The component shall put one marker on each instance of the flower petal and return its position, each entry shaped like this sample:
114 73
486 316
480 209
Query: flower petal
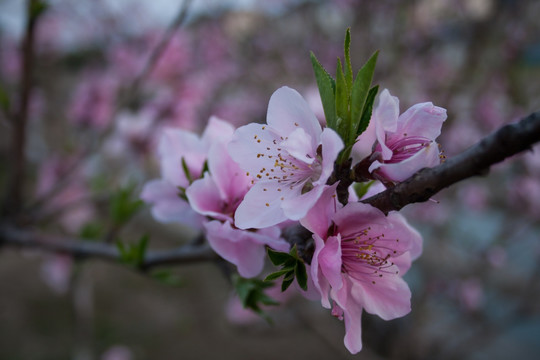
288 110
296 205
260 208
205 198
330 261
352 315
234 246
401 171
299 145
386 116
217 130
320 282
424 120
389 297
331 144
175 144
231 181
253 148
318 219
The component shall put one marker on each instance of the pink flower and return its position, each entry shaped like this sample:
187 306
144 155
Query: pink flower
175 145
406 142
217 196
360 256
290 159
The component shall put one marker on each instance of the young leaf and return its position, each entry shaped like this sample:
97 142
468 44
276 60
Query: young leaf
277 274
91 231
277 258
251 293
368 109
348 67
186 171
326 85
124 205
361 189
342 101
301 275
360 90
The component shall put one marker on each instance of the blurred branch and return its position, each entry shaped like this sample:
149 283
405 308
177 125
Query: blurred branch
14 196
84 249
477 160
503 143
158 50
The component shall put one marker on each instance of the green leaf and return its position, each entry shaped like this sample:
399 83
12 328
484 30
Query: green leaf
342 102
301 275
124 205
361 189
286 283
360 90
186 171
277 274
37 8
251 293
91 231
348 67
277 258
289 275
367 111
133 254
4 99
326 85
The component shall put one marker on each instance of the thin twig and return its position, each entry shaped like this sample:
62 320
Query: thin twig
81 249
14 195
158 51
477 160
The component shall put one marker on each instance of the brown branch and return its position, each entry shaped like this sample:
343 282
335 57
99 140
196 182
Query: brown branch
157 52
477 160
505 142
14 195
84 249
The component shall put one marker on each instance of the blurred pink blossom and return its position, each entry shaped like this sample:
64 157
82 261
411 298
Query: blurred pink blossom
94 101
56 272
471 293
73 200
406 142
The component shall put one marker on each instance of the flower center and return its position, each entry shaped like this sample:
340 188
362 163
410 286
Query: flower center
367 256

• WHAT YOU SHOULD DO
Each line above should be output exactly, apart from the pictures.

• RESULT BELOW
The component shall put one marker on each instance of the flower petal and return its position, each entry shaped like this sample:
114 73
486 316
480 209
Query: flower petal
288 110
296 205
260 208
205 198
330 261
352 315
234 246
401 171
299 145
386 116
217 130
320 282
424 120
389 297
331 144
175 144
231 181
253 148
318 219
The component shall put one marker on each instance of the pink flower and return its position, each entry shaped like this sample:
187 306
144 155
Query: pink flower
175 145
406 142
217 196
360 256
290 159
The component shall put one marker on each instance of the young leaf and return its position, each entry shaped like this sample:
97 142
468 44
276 60
Query: young leaf
277 274
91 231
277 258
251 293
368 109
348 67
186 171
326 85
124 205
361 189
342 101
301 275
360 90
The component shall put one marker on each instance of the blurred branch and return its position, each entry shaped like this sample:
149 283
405 308
177 125
Query: blurred branch
14 196
84 249
477 160
503 143
158 50
The component shall put one marker on each instance of the green leaf and return its position, each entry shaped like this sample:
399 83
12 328
484 30
Query: green leaf
342 102
301 275
124 205
361 189
286 283
360 90
186 171
277 274
37 8
251 293
91 231
348 67
277 258
289 275
367 111
133 254
4 99
326 85
The component shall put one marker on each instance of the thin twig and return its position, each entry shaped like this sample:
62 320
Query: thin twig
81 249
14 195
158 51
477 160
The component shall put one marker on each instance of the brown branch and return its position, each entry shaped like this sample:
343 282
335 57
99 140
196 182
Query: brown branch
157 52
477 160
505 142
14 195
84 249
The component shall put one marker on each instance of the blurred pink blossom and return its position, each entry shaped like this sample:
64 157
82 261
411 298
Query: blurred pink blossom
94 101
56 272
471 293
73 200
406 142
The component shall put one marker on each instance of the flower center and return its position, each entry shaped like this sample:
340 188
362 163
410 286
Query: flower center
367 256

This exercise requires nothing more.